[Dataset excerpts — start]

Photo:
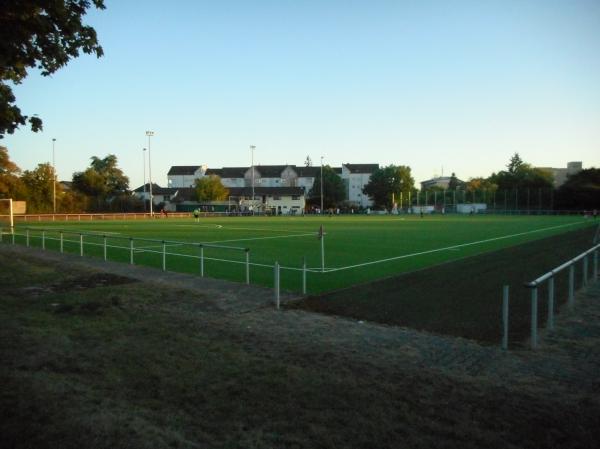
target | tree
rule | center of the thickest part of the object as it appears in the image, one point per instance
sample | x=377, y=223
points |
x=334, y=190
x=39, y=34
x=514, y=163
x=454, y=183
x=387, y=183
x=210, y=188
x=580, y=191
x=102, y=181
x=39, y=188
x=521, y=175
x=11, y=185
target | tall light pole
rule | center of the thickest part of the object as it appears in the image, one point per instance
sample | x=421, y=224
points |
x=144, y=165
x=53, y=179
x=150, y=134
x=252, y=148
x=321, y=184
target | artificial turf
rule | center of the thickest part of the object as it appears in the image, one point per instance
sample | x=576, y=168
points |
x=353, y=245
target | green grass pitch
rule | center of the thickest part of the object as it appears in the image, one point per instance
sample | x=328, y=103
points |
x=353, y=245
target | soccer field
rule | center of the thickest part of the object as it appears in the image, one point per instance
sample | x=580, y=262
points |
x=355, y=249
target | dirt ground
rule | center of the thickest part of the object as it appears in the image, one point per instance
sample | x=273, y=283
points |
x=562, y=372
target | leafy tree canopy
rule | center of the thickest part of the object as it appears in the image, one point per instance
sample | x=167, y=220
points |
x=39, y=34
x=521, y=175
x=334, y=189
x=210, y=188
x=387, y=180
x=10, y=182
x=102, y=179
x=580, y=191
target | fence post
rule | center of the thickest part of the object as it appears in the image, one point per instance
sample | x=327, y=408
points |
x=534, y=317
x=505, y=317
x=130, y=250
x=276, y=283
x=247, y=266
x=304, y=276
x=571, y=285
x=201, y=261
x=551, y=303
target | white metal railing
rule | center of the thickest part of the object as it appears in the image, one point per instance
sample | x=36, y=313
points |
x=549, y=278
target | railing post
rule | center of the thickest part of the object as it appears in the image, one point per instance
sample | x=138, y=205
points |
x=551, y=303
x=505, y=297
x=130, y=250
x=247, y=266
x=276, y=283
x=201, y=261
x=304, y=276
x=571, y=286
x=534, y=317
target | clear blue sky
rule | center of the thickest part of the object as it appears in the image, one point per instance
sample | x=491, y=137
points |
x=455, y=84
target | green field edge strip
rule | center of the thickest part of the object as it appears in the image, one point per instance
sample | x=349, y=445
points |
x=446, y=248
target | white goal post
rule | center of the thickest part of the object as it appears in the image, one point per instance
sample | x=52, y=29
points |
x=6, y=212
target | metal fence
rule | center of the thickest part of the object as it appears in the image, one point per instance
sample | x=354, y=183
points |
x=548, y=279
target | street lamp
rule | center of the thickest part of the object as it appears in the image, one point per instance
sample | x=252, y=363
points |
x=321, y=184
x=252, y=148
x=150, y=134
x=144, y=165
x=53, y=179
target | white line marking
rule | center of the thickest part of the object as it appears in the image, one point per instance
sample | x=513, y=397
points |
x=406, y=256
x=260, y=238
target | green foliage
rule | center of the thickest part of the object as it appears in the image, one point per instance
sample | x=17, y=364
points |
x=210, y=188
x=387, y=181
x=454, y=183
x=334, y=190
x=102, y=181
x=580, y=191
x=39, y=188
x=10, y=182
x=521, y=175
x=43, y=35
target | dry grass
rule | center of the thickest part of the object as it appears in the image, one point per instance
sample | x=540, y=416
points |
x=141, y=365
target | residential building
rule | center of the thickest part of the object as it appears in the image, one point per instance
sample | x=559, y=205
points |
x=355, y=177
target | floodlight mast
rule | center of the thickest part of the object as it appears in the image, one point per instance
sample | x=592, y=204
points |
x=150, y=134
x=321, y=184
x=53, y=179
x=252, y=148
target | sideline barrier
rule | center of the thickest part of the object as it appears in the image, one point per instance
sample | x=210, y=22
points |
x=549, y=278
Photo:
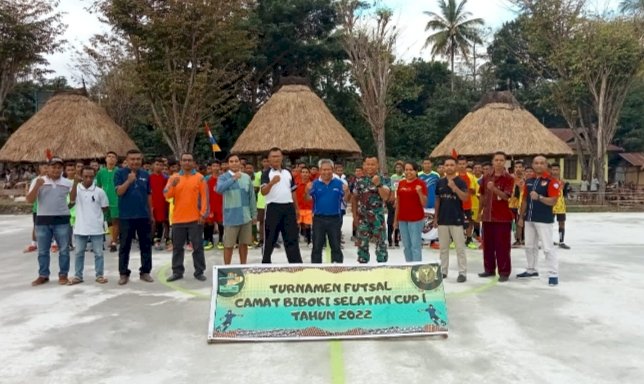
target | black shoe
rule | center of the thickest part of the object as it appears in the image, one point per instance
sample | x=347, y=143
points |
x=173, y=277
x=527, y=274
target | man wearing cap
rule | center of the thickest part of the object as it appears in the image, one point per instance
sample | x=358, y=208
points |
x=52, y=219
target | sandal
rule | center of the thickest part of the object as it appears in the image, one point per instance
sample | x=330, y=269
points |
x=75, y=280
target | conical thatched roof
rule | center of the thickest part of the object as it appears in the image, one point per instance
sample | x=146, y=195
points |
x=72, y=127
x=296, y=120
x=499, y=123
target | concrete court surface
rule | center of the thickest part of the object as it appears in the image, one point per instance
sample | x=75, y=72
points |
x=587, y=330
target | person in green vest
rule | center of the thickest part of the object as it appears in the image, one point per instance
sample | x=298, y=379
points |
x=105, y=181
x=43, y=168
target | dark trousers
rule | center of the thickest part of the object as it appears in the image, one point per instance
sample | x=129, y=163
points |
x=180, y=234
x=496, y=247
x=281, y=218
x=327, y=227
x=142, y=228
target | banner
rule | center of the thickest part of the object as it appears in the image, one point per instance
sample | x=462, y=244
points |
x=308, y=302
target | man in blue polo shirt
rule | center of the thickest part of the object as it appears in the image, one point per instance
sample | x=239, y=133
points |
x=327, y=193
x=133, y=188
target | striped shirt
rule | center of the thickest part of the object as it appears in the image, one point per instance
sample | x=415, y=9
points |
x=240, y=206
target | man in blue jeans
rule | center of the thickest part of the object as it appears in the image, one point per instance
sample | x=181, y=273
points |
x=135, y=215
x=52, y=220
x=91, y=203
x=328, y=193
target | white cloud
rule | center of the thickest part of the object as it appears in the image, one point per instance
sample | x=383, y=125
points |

[Dataset excerpts — finish]

### Exercise requirements
Leave the images aside and transcribe all entries exactly.

### Written solution
Photo:
target | tree
rule | center of the thickest part of the object as it appears in the image, one point per instance
sample | x=377, y=223
points |
x=334, y=190
x=39, y=34
x=514, y=163
x=454, y=183
x=387, y=183
x=210, y=188
x=580, y=191
x=102, y=181
x=39, y=188
x=521, y=175
x=11, y=185
target | tall light pole
rule | center of the thickest part of the object as it appears in the image, one point per instance
sample | x=421, y=224
points |
x=144, y=165
x=53, y=179
x=150, y=134
x=252, y=148
x=321, y=184
target | artificial turf
rule | center of the thickest part of the object as it appears in the image, one point per instance
sample | x=576, y=168
points |
x=353, y=245
target | green grass pitch
rule | center of the thickest part of the object as it appears in the image, one point per instance
sample | x=328, y=103
points |
x=353, y=245
target | soccer field
rule | center of the thickest part of the object as it appears in the image, one point per instance
sample | x=580, y=262
points |
x=355, y=249
target | dirt ground
rule | center of the thickest part of the object as it appears in the image, one point per instance
sample | x=273, y=283
points |
x=562, y=372
target | leafy tree canopy
rule | center of the thickest part of the object as it appears in the image, one point per instance
sample | x=167, y=220
points |
x=39, y=34
x=521, y=175
x=334, y=189
x=210, y=188
x=387, y=180
x=10, y=182
x=102, y=179
x=580, y=191
target | fence post
rule | center of the thickest part of the object as it appears in the image, one point per instance
sample | x=327, y=408
points |
x=534, y=317
x=505, y=317
x=130, y=250
x=276, y=283
x=247, y=266
x=304, y=276
x=571, y=285
x=201, y=261
x=551, y=303
target | white metal railing
rule | center of the thickest part of the object as it appears in the image, one point per instance
sample | x=36, y=313
points |
x=549, y=278
target | railing post
rule | center of the thickest part of the object as it appears in the image, one point per instance
sample | x=138, y=205
points |
x=551, y=303
x=505, y=297
x=130, y=250
x=247, y=266
x=276, y=283
x=201, y=261
x=304, y=276
x=571, y=286
x=534, y=317
target | clear blue sky
rule | center of the thickest part of the object as it appears in the image, one point per instance
sample | x=491, y=137
points |
x=455, y=84
target | green field edge strip
rule | center of the thickest part of the object as it appears in the image, one point per instance
sample | x=349, y=445
points |
x=446, y=248
target | white goal post
rule | center of the thickest part of the object as it appears in the image, one point per instance
sample | x=52, y=29
points |
x=6, y=212
target | metal fence
rule | center of the thickest part of the object as it appears in the image, one point per instance
sample | x=354, y=183
points |
x=548, y=279
target | street lamp
rule | center of the thickest part of the object as it appears in the image, one point per instance
sample | x=252, y=363
points |
x=321, y=184
x=252, y=148
x=150, y=134
x=144, y=165
x=53, y=179
target | white line marking
rule | center of the thickest part of the object as it appears in the image, one point per instance
sample | x=513, y=397
points |
x=406, y=256
x=260, y=238
target | green foliage
rule | center of the thickest part of the object as it appears in the image, one point per instance
sample | x=17, y=364
points |
x=210, y=188
x=387, y=181
x=454, y=183
x=334, y=190
x=102, y=181
x=580, y=191
x=39, y=188
x=10, y=182
x=521, y=175
x=43, y=35
target | dry grass
rule | center of the thickest part of the object as it appears in the image, one point per instance
sample | x=540, y=416
points |
x=141, y=365
target | residential building
rule | center of the thickest part of the object as it appears in the image, one point per instance
sample | x=559, y=205
points |
x=355, y=177
target | floodlight mast
rule | center of the thickest part of the object as it appears in the image, one point per instance
sample | x=592, y=204
points |
x=150, y=134
x=321, y=184
x=53, y=179
x=252, y=148
target | sideline barrier
rule | center of the thickest part of the object as it appears in the image, one point per instance
sample | x=210, y=22
points |
x=549, y=278
Photo:
target | black shoe
rule | center of the thickest part of the object as it appears in the image, one point per instance
sample | x=347, y=143
points |
x=173, y=277
x=527, y=274
target | man wearing cap
rule | center of the thickest part of the object as it appears in the image, one point per instance
sample | x=358, y=208
points |
x=52, y=219
target | sandal
rule | center of the thickest part of the object as it appears in the image, one point per instance
sample | x=330, y=269
points |
x=75, y=280
target | conical thatched roof
rule | center of the thickest part of the object as it appears in the image, one point per instance
sample | x=146, y=195
points |
x=72, y=127
x=296, y=120
x=499, y=123
target | concrete court surface
rule | center of the thickest part of the object as it appears in the image, one point per instance
sample | x=75, y=72
points |
x=587, y=330
target | person in green vest
rule | center of the thickest part of the object as it appears in the image, one point per instance
sample | x=298, y=379
points |
x=105, y=181
x=43, y=168
target | dark trousers
rule | center of the thickest part of the object as it appears in the image, one point per instance
sample | x=129, y=163
points |
x=180, y=234
x=496, y=247
x=281, y=218
x=327, y=227
x=142, y=228
target | banner
rule | center of the thickest part of the object as it appears in the image, one point per instance
sample | x=462, y=244
points |
x=308, y=302
target | man in blue polo shirt
rule | center of the thickest part of the object as it appears in the image, one point per instance
sample | x=239, y=133
points |
x=327, y=193
x=133, y=188
target | striped shirt
rule | center of the thickest part of the object as it appears in the image, one point per instance
sample | x=415, y=9
points |
x=240, y=206
target | man in blue jeans
rule | center of the thickest part of the object as it appears in the image, one point per instance
sample | x=181, y=273
points |
x=135, y=215
x=52, y=220
x=91, y=203
x=328, y=193
target | white cloud
rule | center of the thickest part of the object as it appears in the image, one point per instance
sample | x=383, y=125
points |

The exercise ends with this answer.